• **Reading passage**
You are viewing a plain text version of this content. The canonical link for it is here.
Posted to hdfs-dev@hadoop.apache.org by "James Clampffer (JIRA)" <ji...@apache.org> on 2017/03/21 16:22:42 UTC

[jira] [Created] (HDFS-11556) libhdfs++: Improve the usage of std::promise and std::future for sync shims

James Clampffer created HDFS-11556:
--------------------------------------

             Summary: libhdfs++: Improve the usage of std::promise and std::future for sync shims
                 Key: HDFS-11556
                 URL: https://issues.apache.org/jira/browse/HDFS-11556
             Project: Hadoop HDFS
          Issue Type: Sub-task
            Reporter: James Clampffer
            Assignee: James Clampffer


There's two issues with the current promise/future situation being used in the synchronous shims.

• **Provided records**
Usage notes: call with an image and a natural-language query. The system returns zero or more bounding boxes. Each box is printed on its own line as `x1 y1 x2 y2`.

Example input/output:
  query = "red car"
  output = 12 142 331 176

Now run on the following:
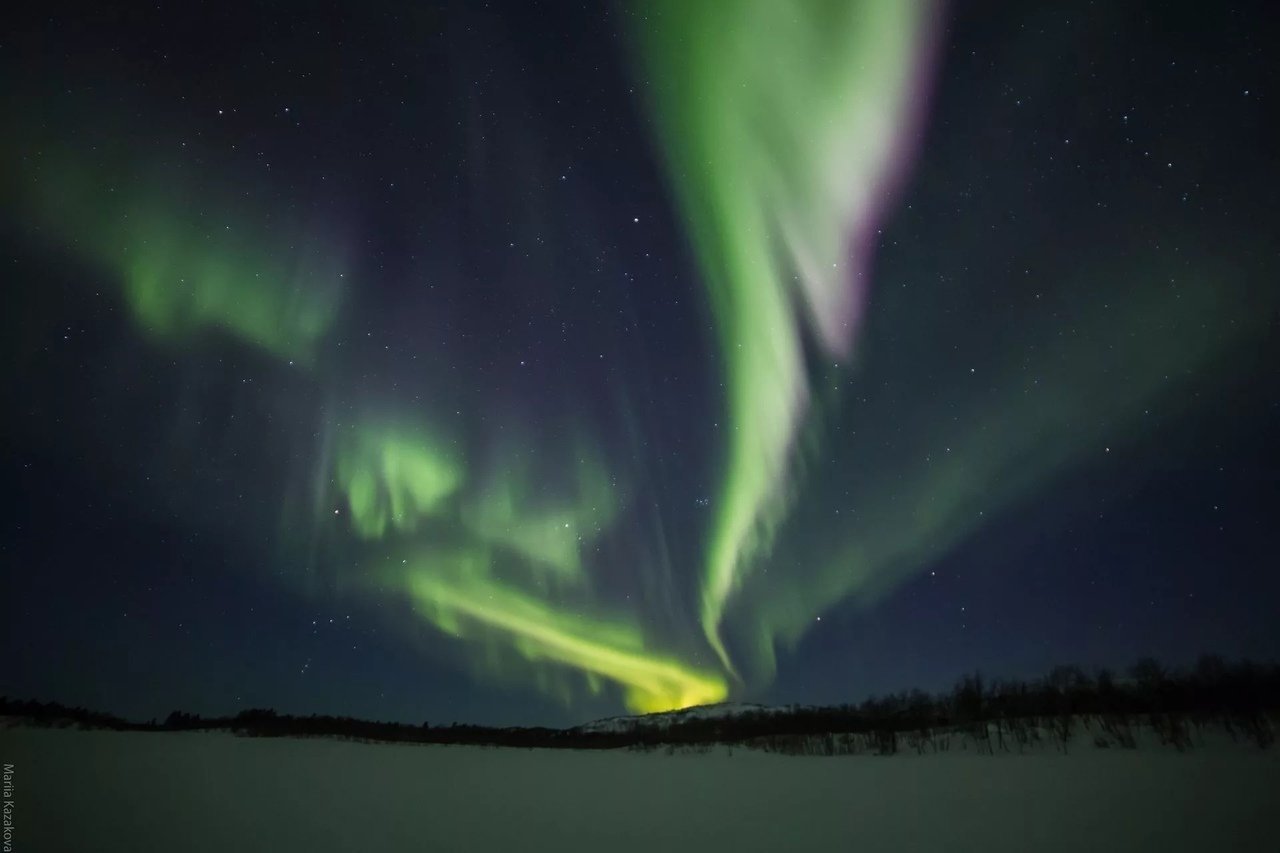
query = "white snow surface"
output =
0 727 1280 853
* * *
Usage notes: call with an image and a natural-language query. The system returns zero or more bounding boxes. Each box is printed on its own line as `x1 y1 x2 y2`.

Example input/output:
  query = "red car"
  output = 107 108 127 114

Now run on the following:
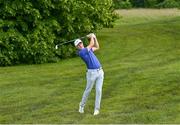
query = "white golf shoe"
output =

• **Exercise**
List every field label in the JIRA issue notice's header block, beginning with "Summary", in the order they appear. The entries above are separate material and have no connection to the JIRA issue notice.

• **Response**
Summary, Key, URL, Project, Issue Type, Reporter, Assignee